▶ **SEITENAUSZUG**:
Abends kehrte ich zu Pizza und Pasta in eines der süßen Restaurants der Altstadt ein. Glücklich und zufrieden mit meinen ersten Alpenerfahrungen und mit nun gut eingelaufenen Wanderschuhen ging es zügig weiter.
Genua – die unterschätzte Stadt an der ligurischen Küste
„Wer von euch ist in Genua, um die Cinque Terre zu besichtigen?“ – Die Hälfte unserer Stadtführungs-Gruppe hebt die Hand. „Und wer ist hier, um sich Portofino anzuschauen?“ Fast alle anderen heben die Hand. Meine Hand bleibt als einzige unten. Ich habe mich entschieden, vier Nächte in Genua zu bleiben – eine der besten Entscheidungen. Denn Genua hat unglaublich viel zu bieten: Verschlungene, schmale Gassen in der Altstadt, unzählige prächtige Palazzos im Stadtzentrum, trubelige Piazzas mit besonderer Stimmung, leckere Farinata (Kichererbsenfladen) an jeder Ecke und natürlich die tollen Ausblicke über die Stadt – das Meer immer im Blick, das Gebirge im Rücken.
Okay, ich muss zugeben: auch mich zog es dann doch spontan für einen Tagesausflug in die Cinque Terre, fünf kleine typisch italienische Dörfer, die sich an der Steilküste entlangziehen und komplett von Naturschutzgebiet umgeben sind. Von einem Dorf ins nächste geht es entweder per Wanderweg (oft direkt an der Steilküste entlang) oder per Zug in einigen Minuten. In den Dörfern selbst kann man sich ein Pistaccio-Gelato gönnen, nach anstrengender Wanderung ins kristallklare Wasser springen oder einfach durch die kleinen Gässchen schlendern und sich treiben lassen. Das ist wunderschön und besonders, aber ehrlich gesagt auch gnadenlos mit Tourist*innen überfüllt.

▶ **GESTELLTE AUFGABE**: Führe den Reisebericht über Genua und die Cinque Terre oben bitte im gleichen Ton weiter, beginnend nach seinem letzten Satz.

Dateneinträge:

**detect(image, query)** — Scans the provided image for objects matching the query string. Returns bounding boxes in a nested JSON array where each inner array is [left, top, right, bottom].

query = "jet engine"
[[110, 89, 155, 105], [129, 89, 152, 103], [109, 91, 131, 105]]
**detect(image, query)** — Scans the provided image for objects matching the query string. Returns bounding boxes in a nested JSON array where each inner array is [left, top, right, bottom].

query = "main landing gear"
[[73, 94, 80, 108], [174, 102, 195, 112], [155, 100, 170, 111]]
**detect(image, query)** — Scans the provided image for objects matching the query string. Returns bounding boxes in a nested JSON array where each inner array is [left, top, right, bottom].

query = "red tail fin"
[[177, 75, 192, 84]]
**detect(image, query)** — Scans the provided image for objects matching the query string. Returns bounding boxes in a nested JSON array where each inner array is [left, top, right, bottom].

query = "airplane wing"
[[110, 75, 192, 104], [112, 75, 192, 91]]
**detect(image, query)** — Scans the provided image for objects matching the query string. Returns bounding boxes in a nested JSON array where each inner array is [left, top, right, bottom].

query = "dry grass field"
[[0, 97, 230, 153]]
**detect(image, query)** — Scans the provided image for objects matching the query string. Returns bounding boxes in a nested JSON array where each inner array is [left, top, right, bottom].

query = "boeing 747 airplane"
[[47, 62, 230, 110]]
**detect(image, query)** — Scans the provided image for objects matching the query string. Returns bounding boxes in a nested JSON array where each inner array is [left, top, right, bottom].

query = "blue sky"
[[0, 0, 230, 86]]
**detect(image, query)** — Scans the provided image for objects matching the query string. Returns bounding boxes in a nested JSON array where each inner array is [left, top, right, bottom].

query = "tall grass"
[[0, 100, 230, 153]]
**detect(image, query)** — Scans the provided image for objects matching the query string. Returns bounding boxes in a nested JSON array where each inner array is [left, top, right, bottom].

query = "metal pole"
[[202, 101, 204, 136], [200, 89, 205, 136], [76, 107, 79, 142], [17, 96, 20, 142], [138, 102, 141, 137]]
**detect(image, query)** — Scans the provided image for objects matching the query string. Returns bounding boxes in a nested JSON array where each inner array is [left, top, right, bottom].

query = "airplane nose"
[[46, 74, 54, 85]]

▶ **LÖSUNG DER AUFGABE**:
Danach war ich umso glücklicher zurück im entspannten und gar nicht überfüllten Genua zu sein, welches übrigens den süßen Cinque Terre Dörfern in fast nichts nachstehen muss. Denn auch hier gibt es einige typische Stadtteile und Vororte, die sich ähnlich bunt und idyllisch dem Meer zuwenden – inklusive kleiner Strände, an denen man statt Tourist*innen vielmehr auf Einheimische trifft. Und das Beste: Dank gleich mehrere Stadt-Bahnhöfe und niedrigen ÖPNV-Preisen kommt man in Genua super von A nach B. Meine Highlights: zum Sonnenuntergang im Meer bei Bogliasco schwimmen und einen Sundowner am Strand von Boccadasse genießen – mindestens genauso schön wie die Cinque Terre.
On the road – entlang der ligurischen Küste nach Frankreich und Spanien
Immer der Küste entlang – das war mein Plan für die Weiterfahrt von Genua nach Frankreich und dann weiter nach Spanien. Zugegeben: Diese Etappe meiner Reise bestand im Grunde aus zwei Tagen Zugfahren. Aber was für spektakuläre Zugfahrten das waren: die Küste und das Meer beinahe immer im Blick. Am ersten Reisetag stieg ich zwischendurch in kleinen ligurischen Küstenorten aus, setzte mich mit einem Gelato oder Kaffee gemütlich hin, beobachtete das Treiben und zog dann weiter – ein richtiger Interrail-Tag eben.
Nach einem kleinen spontanen Spaziergang vom Bahnhof ans Meer in Nizza, kam ich schließlich abends in meinem Zwischenstopp für die Nacht an, Marseille. Die Strecke von Genau nach Valencia ist dann doch etwas zu lang für einen Tag. In Marseille besorgte ich mir noch schnell etwas zu essen und spazierte durch die nächtliche Altstadt. Aber: Die Stadt kommt definitiv auf die Reiseliste!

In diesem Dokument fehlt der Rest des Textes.